— To do —
According to the Amendment 73 ballot language, what is the purpose of the money the legislature must appropriate each year from the fund to school districts? Answer in one to three sentences.

— Page excerpt —
◆ ◆ ◆

AMENDMENT 73: Funding for Public Schools

  • Ballot Language

    Shall state taxes be increased $1,600,000,000 annually by an amendment to the Colorado constitution and a change to the Colorado revised statutes concerning funding relating to preschool through high school public education, and, in connection therewith, creating an exception to the single rate state income tax for revenue that is dedicated to the funding of public schools; increasing income tax rates incrementally for individuals, trusts, and estates using four tax brackets starting at .37% for income above $150,000 and increasing to 3.62% for income above $500,000; increasing the corporate income tax rate by 1.37%; for purposes of school district property taxes, reducing the current residential assessment rate of 7.2% to 7.0% and the current nonresidential assessment rate of 29%to 24%; requiring the revenue from the income tax increases to be deposited in a dedicated public education fund and allowing the revenue collected to be retained and spent as voter-approved revenue changes; requiring the legislature to annually appropriate money from the fund to school districts to support early childhood through high school public educational programs on an equitable basis throughout the state without decreasing general fund appropriations; directing the legislature to enact, regularly review, and revise when necessary, a new public school finance law that meets specified criteria; until the legislature has enacted a new public school finance law, requiring the money in the fund to be annually appropriated for specified education programs and purposes; requiring the money in the fund to be used to support only public schools; requiring general fund appropriations for public education to increase by inflation, up to 5%, annually; and requiring the department of education to commission a study of the use of the money in the fund within five years?

◆ ◆ ◆

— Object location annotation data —
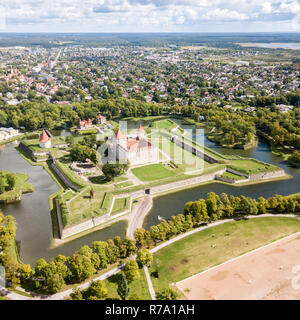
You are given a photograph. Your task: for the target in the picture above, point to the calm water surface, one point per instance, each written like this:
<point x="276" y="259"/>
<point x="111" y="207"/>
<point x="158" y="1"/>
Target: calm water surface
<point x="33" y="217"/>
<point x="34" y="228"/>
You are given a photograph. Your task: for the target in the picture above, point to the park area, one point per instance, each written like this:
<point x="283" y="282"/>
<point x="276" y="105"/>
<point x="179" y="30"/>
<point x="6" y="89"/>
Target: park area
<point x="265" y="274"/>
<point x="213" y="246"/>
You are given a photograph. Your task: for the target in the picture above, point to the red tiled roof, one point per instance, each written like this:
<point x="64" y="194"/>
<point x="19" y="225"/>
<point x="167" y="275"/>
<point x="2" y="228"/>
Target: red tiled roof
<point x="44" y="137"/>
<point x="119" y="135"/>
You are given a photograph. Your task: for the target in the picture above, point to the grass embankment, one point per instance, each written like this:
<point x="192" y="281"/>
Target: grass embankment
<point x="120" y="204"/>
<point x="12" y="139"/>
<point x="21" y="186"/>
<point x="251" y="166"/>
<point x="215" y="245"/>
<point x="138" y="287"/>
<point x="232" y="176"/>
<point x="152" y="172"/>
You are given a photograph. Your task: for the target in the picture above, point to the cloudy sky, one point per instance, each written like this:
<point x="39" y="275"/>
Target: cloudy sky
<point x="149" y="15"/>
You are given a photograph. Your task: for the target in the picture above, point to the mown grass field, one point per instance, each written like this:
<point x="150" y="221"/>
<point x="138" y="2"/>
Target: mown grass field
<point x="215" y="245"/>
<point x="22" y="186"/>
<point x="250" y="166"/>
<point x="120" y="205"/>
<point x="138" y="287"/>
<point x="152" y="172"/>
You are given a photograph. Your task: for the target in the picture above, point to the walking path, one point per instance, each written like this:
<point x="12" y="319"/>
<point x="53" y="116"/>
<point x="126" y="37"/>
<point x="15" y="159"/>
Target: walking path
<point x="150" y="286"/>
<point x="64" y="294"/>
<point x="138" y="214"/>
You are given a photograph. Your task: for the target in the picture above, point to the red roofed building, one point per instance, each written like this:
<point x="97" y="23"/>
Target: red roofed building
<point x="101" y="119"/>
<point x="84" y="124"/>
<point x="137" y="149"/>
<point x="45" y="140"/>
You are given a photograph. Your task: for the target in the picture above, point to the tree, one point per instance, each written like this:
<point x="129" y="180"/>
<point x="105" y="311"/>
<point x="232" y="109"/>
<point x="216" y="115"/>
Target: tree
<point x="131" y="271"/>
<point x="123" y="289"/>
<point x="76" y="294"/>
<point x="10" y="181"/>
<point x="81" y="267"/>
<point x="25" y="272"/>
<point x="144" y="257"/>
<point x="55" y="283"/>
<point x="167" y="294"/>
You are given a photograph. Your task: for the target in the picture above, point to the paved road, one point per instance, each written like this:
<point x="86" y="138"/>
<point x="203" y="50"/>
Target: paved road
<point x="138" y="214"/>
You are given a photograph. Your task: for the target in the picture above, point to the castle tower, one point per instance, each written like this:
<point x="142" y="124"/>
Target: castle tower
<point x="141" y="132"/>
<point x="121" y="139"/>
<point x="45" y="140"/>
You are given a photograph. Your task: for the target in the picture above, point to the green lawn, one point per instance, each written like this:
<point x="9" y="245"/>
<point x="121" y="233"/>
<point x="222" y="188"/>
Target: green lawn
<point x="250" y="166"/>
<point x="22" y="186"/>
<point x="152" y="172"/>
<point x="232" y="176"/>
<point x="138" y="287"/>
<point x="164" y="124"/>
<point x="82" y="207"/>
<point x="215" y="245"/>
<point x="120" y="204"/>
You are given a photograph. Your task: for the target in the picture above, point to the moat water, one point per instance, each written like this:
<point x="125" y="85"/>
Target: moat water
<point x="34" y="227"/>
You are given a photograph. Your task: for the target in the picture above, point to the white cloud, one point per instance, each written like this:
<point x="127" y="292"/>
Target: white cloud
<point x="87" y="14"/>
<point x="266" y="8"/>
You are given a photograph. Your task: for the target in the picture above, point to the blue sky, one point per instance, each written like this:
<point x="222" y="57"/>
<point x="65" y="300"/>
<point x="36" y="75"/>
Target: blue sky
<point x="149" y="15"/>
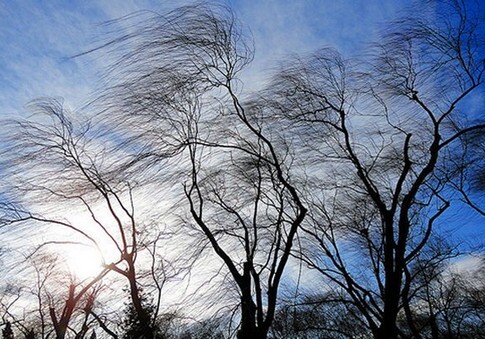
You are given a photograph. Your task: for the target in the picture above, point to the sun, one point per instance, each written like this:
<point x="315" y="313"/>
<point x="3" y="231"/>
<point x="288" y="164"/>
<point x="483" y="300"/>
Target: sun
<point x="84" y="262"/>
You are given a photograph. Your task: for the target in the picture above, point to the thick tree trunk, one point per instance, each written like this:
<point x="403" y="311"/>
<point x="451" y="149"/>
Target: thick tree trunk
<point x="141" y="313"/>
<point x="249" y="327"/>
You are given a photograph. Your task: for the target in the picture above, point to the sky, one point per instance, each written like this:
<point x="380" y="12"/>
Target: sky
<point x="38" y="39"/>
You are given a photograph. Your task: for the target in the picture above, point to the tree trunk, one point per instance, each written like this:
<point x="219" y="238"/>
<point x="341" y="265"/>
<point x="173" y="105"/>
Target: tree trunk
<point x="249" y="328"/>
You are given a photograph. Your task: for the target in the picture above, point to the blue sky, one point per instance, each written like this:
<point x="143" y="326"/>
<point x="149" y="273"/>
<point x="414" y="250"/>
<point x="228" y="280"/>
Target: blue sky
<point x="37" y="39"/>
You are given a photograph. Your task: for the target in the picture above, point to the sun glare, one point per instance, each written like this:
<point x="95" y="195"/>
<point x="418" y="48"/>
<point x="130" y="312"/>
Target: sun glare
<point x="84" y="262"/>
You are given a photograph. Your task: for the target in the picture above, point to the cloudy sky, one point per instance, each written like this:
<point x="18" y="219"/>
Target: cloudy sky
<point x="38" y="38"/>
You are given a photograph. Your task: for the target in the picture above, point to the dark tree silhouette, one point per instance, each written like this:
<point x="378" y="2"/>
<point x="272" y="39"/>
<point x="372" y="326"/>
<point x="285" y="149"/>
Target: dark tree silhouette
<point x="383" y="136"/>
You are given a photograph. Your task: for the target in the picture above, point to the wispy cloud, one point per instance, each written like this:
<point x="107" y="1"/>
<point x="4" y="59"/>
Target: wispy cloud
<point x="37" y="38"/>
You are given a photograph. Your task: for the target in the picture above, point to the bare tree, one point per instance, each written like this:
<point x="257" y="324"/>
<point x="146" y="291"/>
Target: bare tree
<point x="61" y="165"/>
<point x="178" y="105"/>
<point x="381" y="136"/>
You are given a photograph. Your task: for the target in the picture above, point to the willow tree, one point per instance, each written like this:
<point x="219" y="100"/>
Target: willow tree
<point x="60" y="173"/>
<point x="388" y="137"/>
<point x="176" y="100"/>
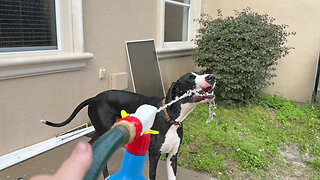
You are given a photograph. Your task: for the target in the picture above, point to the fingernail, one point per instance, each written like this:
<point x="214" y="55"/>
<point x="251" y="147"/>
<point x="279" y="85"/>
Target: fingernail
<point x="82" y="147"/>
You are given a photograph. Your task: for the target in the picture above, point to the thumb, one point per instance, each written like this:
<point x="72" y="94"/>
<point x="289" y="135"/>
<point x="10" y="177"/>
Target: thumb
<point x="77" y="165"/>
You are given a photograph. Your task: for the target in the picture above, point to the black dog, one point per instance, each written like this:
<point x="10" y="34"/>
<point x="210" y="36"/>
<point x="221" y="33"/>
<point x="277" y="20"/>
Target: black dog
<point x="104" y="109"/>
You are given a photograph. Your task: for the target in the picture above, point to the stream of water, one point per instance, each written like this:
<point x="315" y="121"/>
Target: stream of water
<point x="212" y="104"/>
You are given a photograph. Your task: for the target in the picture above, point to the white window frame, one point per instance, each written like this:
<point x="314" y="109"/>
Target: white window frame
<point x="188" y="27"/>
<point x="69" y="56"/>
<point x="168" y="50"/>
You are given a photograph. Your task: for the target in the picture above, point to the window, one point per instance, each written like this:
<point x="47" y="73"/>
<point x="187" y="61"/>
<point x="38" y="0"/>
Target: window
<point x="27" y="25"/>
<point x="176" y="28"/>
<point x="41" y="37"/>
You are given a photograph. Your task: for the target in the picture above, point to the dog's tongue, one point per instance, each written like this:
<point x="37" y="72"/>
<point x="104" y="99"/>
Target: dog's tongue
<point x="208" y="88"/>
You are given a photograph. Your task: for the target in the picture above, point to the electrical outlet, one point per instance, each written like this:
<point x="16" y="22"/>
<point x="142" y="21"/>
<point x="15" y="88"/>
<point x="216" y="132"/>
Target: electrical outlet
<point x="102" y="73"/>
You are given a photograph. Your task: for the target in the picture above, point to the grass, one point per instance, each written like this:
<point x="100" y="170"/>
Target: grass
<point x="270" y="138"/>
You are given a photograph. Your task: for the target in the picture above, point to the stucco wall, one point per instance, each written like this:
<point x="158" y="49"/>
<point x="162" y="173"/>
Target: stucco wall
<point x="296" y="72"/>
<point x="107" y="25"/>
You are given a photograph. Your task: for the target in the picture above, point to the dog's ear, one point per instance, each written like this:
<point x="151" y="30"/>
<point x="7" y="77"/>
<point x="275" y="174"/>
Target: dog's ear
<point x="172" y="92"/>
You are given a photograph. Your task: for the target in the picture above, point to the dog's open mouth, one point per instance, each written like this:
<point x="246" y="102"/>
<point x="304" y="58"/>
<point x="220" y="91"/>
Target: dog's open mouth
<point x="204" y="95"/>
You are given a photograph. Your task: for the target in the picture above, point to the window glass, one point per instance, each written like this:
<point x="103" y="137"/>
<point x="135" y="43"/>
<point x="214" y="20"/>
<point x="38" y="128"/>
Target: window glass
<point x="27" y="25"/>
<point x="176" y="23"/>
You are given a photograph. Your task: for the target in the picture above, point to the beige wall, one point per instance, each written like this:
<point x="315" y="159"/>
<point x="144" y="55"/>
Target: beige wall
<point x="107" y="25"/>
<point x="296" y="72"/>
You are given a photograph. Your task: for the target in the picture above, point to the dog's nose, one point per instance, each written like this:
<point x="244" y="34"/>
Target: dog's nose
<point x="210" y="79"/>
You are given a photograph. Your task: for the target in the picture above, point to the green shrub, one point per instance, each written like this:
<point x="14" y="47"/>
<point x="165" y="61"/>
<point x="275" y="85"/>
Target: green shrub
<point x="315" y="163"/>
<point x="241" y="51"/>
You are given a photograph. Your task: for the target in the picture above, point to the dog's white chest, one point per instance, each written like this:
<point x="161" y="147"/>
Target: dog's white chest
<point x="171" y="142"/>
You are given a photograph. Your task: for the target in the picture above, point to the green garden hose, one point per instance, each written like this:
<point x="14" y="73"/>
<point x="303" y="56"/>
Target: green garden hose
<point x="104" y="147"/>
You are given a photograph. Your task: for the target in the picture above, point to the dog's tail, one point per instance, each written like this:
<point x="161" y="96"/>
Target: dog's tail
<point x="74" y="113"/>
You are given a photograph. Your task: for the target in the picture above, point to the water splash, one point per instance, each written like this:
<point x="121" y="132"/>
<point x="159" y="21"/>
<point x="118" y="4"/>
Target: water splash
<point x="212" y="107"/>
<point x="188" y="93"/>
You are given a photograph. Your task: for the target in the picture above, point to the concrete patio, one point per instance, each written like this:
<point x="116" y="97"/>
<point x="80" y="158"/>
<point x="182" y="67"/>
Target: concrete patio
<point x="47" y="163"/>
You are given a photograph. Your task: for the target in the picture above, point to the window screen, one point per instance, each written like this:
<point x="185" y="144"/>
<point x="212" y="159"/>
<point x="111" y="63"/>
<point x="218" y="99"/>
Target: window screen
<point x="27" y="25"/>
<point x="144" y="66"/>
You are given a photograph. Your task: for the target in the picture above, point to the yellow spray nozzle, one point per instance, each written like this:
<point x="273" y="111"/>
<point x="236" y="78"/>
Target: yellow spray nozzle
<point x="152" y="132"/>
<point x="124" y="114"/>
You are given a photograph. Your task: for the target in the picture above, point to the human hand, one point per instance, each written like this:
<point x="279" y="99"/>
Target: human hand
<point x="75" y="167"/>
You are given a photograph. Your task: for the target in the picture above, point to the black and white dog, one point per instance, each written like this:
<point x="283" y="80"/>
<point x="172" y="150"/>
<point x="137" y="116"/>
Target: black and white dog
<point x="104" y="109"/>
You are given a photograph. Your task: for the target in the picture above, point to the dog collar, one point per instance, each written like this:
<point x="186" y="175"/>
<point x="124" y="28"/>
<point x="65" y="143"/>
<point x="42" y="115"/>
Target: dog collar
<point x="167" y="115"/>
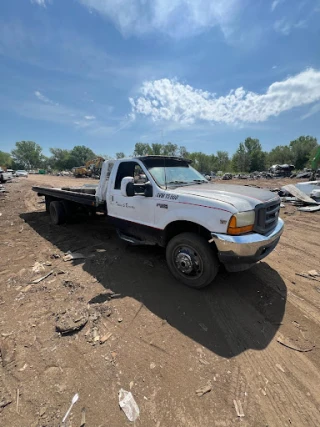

◆ ◆ ◆

— Result of the task —
The legislature must appropriate the money each year to support public educational programs from early childhood through high school. The support must be given on an equitable basis throughout the state, without decreasing general fund appropriations.